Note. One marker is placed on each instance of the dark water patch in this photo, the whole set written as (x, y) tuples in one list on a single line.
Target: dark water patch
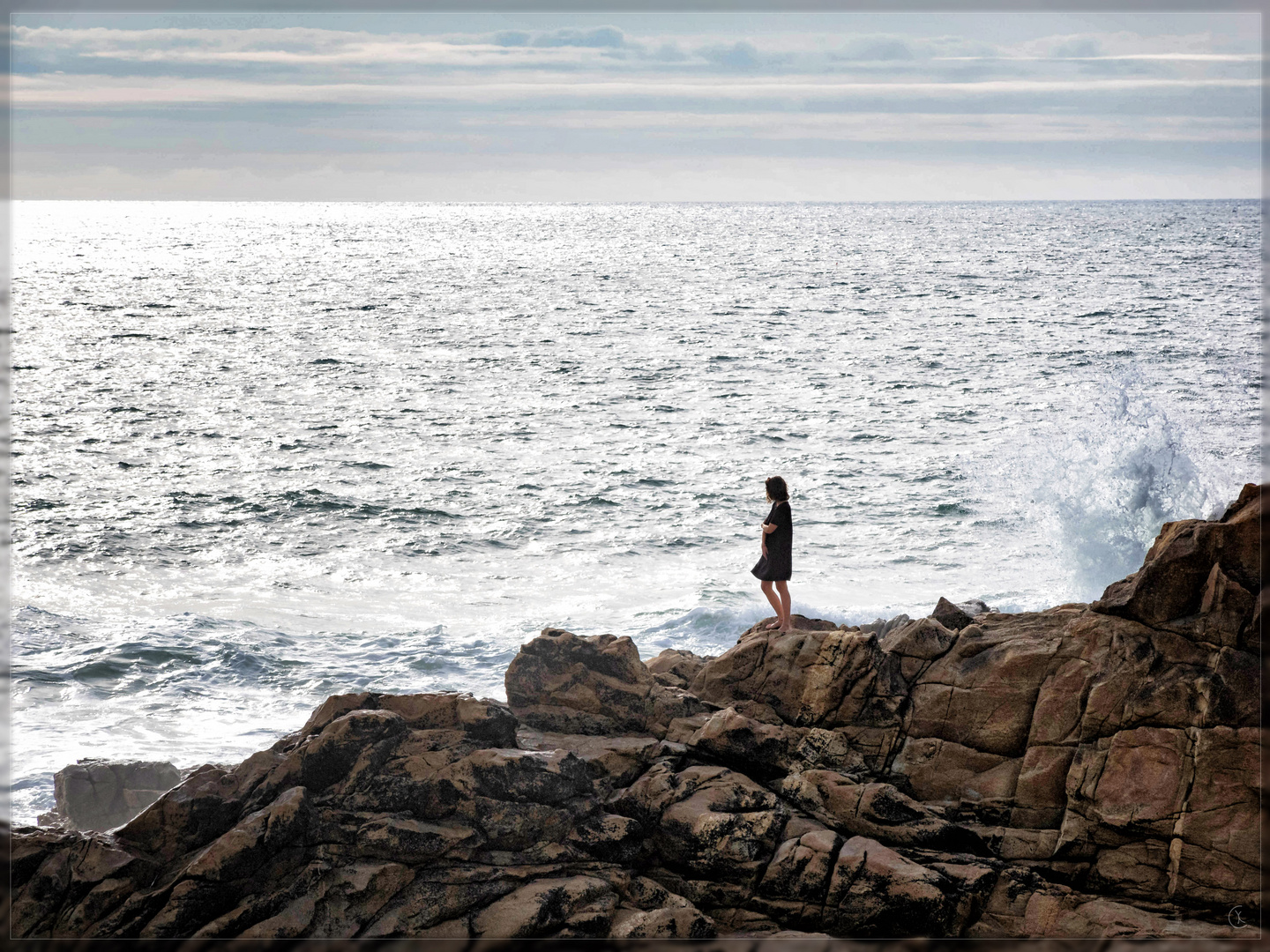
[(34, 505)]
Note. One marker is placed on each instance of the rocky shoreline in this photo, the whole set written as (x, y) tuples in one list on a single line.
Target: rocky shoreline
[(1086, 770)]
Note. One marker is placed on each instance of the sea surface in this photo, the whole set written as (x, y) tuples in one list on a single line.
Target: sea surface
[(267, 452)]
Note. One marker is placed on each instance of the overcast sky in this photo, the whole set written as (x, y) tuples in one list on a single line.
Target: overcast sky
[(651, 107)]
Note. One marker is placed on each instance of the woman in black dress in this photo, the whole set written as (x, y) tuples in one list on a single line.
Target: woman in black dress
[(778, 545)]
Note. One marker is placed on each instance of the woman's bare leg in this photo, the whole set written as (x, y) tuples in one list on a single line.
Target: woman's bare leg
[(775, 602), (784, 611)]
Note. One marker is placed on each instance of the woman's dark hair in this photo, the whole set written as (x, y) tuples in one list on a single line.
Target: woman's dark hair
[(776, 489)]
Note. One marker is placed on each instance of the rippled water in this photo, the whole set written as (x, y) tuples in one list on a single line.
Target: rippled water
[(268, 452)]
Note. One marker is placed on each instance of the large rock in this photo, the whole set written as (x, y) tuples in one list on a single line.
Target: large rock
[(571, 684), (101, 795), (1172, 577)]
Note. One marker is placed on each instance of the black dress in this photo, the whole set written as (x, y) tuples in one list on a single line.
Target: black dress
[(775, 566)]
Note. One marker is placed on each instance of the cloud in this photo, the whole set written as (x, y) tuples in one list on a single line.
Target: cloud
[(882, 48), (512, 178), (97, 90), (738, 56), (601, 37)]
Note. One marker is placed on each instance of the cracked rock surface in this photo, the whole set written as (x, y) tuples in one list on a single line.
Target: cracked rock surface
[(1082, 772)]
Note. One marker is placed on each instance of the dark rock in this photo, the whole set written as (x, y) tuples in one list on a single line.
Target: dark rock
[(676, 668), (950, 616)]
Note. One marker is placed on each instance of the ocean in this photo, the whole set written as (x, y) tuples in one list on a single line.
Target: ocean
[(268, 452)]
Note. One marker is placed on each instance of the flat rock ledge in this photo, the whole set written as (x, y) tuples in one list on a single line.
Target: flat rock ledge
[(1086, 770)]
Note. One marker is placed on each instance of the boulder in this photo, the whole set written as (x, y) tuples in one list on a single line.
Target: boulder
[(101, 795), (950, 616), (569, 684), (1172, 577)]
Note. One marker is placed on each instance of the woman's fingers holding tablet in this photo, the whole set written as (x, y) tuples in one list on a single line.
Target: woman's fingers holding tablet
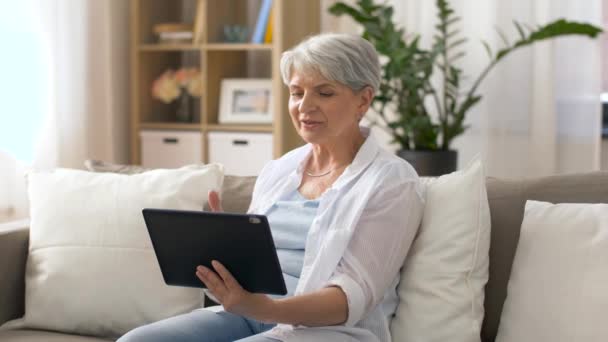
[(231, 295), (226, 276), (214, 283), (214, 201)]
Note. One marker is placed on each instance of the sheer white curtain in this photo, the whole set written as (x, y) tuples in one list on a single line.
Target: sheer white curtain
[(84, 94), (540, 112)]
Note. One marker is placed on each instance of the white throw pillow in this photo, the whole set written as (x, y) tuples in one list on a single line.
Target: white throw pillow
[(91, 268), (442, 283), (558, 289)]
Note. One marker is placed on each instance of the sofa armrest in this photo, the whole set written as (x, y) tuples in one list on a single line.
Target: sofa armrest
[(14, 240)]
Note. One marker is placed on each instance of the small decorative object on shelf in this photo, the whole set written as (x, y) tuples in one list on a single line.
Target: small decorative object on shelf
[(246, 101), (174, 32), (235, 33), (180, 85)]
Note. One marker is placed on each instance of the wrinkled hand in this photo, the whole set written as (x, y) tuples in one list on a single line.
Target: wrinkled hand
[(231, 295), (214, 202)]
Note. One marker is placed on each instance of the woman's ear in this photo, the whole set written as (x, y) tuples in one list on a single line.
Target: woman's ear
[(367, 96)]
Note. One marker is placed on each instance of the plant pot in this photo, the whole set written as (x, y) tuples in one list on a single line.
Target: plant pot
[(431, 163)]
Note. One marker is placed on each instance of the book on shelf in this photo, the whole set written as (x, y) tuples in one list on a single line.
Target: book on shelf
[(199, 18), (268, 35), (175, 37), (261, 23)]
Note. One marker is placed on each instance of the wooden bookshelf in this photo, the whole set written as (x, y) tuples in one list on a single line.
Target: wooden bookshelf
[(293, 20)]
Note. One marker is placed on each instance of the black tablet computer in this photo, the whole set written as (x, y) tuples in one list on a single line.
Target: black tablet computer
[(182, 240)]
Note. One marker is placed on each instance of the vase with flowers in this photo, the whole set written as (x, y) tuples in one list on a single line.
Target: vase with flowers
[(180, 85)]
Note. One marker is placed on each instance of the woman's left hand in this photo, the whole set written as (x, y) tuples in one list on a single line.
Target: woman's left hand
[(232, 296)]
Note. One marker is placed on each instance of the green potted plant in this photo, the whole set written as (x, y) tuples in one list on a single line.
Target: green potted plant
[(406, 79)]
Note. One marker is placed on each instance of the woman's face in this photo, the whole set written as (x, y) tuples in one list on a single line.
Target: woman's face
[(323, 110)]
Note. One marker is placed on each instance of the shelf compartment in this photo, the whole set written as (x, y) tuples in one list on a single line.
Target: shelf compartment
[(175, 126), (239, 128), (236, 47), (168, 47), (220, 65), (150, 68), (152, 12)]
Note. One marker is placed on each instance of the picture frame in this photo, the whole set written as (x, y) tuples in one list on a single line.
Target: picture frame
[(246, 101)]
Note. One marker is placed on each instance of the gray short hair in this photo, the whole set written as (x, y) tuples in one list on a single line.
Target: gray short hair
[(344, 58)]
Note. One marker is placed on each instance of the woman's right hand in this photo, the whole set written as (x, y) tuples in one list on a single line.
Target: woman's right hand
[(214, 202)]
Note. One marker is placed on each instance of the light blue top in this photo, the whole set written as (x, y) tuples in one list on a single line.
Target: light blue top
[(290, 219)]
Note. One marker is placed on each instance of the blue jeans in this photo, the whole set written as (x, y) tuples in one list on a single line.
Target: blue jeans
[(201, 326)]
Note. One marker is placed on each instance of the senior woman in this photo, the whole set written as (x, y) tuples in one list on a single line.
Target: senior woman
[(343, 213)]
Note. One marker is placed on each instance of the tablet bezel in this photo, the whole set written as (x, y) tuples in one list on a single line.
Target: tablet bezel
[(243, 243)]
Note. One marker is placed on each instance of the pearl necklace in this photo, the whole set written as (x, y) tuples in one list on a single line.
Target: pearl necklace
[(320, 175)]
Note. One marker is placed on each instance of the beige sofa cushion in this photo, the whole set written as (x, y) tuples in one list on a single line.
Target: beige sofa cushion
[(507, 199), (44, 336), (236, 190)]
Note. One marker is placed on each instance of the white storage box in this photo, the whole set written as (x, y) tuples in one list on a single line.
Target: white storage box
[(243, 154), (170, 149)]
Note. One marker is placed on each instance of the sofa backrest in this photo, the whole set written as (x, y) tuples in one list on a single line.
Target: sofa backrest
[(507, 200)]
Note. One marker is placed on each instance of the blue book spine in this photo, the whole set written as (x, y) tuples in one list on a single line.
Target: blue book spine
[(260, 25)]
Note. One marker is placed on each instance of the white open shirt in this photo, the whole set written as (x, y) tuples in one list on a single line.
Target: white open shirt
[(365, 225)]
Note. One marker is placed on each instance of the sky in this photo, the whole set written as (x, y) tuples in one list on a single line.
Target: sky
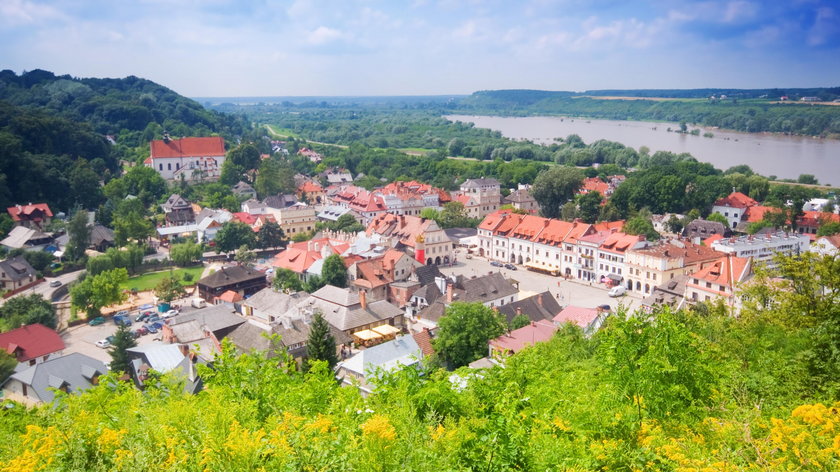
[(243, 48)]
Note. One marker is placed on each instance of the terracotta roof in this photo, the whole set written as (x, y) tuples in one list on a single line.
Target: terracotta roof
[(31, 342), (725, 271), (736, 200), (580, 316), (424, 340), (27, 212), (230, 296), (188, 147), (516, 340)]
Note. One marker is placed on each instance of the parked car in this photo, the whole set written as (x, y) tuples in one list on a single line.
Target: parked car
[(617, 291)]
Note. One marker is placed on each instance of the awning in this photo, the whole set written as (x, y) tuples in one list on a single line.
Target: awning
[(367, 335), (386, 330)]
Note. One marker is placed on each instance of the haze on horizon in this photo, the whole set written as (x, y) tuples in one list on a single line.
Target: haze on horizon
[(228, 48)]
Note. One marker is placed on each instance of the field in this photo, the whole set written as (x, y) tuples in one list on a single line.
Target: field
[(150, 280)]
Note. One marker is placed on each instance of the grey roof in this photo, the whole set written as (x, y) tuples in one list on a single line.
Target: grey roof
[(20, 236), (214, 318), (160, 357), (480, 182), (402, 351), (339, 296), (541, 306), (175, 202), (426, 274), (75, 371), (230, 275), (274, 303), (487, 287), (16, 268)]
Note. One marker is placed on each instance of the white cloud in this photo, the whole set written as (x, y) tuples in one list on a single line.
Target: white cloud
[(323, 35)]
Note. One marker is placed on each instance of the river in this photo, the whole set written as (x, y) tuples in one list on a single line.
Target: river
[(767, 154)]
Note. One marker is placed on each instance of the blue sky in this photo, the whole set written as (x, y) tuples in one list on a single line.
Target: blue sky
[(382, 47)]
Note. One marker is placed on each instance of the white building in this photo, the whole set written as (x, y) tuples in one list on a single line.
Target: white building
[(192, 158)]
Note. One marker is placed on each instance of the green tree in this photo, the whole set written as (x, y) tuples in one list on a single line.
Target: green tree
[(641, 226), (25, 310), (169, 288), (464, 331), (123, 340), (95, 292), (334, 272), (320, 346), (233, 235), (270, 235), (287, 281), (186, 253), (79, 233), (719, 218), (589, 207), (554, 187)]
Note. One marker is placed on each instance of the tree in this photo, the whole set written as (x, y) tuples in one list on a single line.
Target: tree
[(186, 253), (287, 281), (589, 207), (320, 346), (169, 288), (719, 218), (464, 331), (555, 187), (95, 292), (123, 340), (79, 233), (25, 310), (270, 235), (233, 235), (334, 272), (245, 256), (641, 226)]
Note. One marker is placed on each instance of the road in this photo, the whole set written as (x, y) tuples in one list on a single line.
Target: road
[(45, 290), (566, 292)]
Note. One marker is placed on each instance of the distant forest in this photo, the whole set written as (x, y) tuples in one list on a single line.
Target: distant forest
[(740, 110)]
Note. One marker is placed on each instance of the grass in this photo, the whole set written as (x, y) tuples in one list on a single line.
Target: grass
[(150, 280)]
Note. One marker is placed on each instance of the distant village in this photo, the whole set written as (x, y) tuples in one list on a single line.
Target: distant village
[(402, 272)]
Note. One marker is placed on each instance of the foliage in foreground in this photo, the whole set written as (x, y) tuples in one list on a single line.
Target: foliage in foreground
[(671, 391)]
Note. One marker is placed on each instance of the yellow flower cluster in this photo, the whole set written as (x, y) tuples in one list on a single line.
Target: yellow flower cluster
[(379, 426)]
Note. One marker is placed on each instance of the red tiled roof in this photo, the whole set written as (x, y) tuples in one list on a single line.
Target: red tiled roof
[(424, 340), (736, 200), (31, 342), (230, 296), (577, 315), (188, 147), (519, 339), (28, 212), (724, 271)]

» GIVEN TASK:
Return exactly the lines from the line bearing "the distant village" to the end of the records, inclusive of both; include no other lines.

» ANSWER TO THIS TASK:
Note. One marker is placed on each instance of the distant village in this photo, the whole set written as (x, y) tuples in one list on a single line.
Target: distant village
[(402, 272)]
Note. One marker is placed on each instance of the foliage in foreground in this photo, the whole set written as (x, y) tuples in one list on a single line.
Target: foliage in foreground
[(671, 391)]
Note. One marker is placed on each instance of the yellow flower cluster in this photo, the whole set written as (x, y) tuples in one list on a single line.
Target: yellow flower cluster
[(379, 426)]
Note. One marker is placed on each instance of the red tiled roof in this photo, the whole set written as (x, y) tuples in one list on a single line.
Target: red tiled roof
[(424, 340), (736, 200), (31, 342), (230, 296), (577, 315), (188, 147), (519, 339), (28, 212), (724, 271)]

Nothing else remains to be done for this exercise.